◆ EXTRAIT CHOISI:

________________________

Le business de la solitude au Japon
De plus en plus de personnes de tout âge vivent seules au Japon, ce qui entraîne irrémédiablement des changements dans la société. De l’individualisme revendiqué comme un mode de vie, au besoin d’affection qui permet à des entreprises de générer des profits, la solitude revêt plusieurs aspects dans le pays. Il est intéressant de découvrir toutes les solutions proposées aux « solos » pour affronter cet état, dans des domaines aussi variés que le divertissement, le plaisir ou l’affectif, pour comprendre comment le Japon gérera son avenir et l’expansion du célibat.
Le pays de la solitude ?
En 2015, le Japon comptait 18,42 millions de foyers comptant une seule personne, soit 14,50% de la population qui s’élève à 127 millions de Japonais. Selon l’Institut National de la Population et de la Recherche sur la Sécurité Sociale, ce chiffre pourrait représenter 40% de la population d’ici à 2040, alors que la démographie du pays poursuit son déclin.
Une grande part des « solos » sont des personnes âgées de plus de 65 ans (6,2 millions). Il y a aussi une majorité d’hommes de moins de 50 ans, avec une part toujours plus importante de jeunes qui ont entre 20 et 30 ans. Il peut aussi s’agir d’enfants uniques éloignés de leur famille pour des études ou du travail, de freeter qui peinent à tisser une vie sociale puisqu’ils ne prennent pas activement part à la vie d’entreprise et qu’ils ont du mal à obtenir une véritable autonomie financière, ou encore de salarymen en manque de temps pour faire de nouvelles rencontres – amicales ou amoureuses – à cause d’un volume d’heures de travail trop soutenu. Les solitaires du Japon sont de plus en plus nombreux et ils viennent grossir les rangs des hikikomori, des Parasite Single : terme péjoratif pour désigner ceux qui vivent chez leurs parents après 25 ans et qui choisissent le célibat. Ils viennent ainsi gonfler les statistiques des morts solitaires (kodokushi) ou des suicidés du Japon.

________________________

◆ EXTRAITS DES ITEMS:
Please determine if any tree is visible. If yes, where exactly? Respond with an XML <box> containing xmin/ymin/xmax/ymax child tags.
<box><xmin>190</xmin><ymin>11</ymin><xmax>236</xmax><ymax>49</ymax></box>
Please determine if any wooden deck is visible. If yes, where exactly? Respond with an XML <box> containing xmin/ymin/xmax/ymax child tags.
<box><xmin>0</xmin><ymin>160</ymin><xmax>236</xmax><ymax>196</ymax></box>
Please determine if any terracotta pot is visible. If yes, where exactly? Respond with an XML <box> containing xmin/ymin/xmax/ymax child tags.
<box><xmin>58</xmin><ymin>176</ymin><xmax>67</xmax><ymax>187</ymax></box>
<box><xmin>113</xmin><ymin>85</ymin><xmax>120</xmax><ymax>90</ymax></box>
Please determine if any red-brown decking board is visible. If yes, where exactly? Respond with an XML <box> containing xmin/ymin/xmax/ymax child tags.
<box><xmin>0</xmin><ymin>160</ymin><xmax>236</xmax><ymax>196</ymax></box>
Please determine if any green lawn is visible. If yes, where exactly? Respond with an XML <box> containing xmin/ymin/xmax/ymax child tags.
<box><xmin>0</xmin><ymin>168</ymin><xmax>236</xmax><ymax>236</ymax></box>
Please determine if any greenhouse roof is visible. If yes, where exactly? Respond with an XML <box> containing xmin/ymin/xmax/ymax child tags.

________________________

◆ ÉNONCÉ: D'après l'extrait consacré à la solitude au Japon, combien de foyers d'une seule personne le pays comptait-il en 2015 ? Appuyez-vous uniquement sur l'extrait consacré à la solitude au Japon.

◆ RÉPONSE: 18,42 millions de foyers.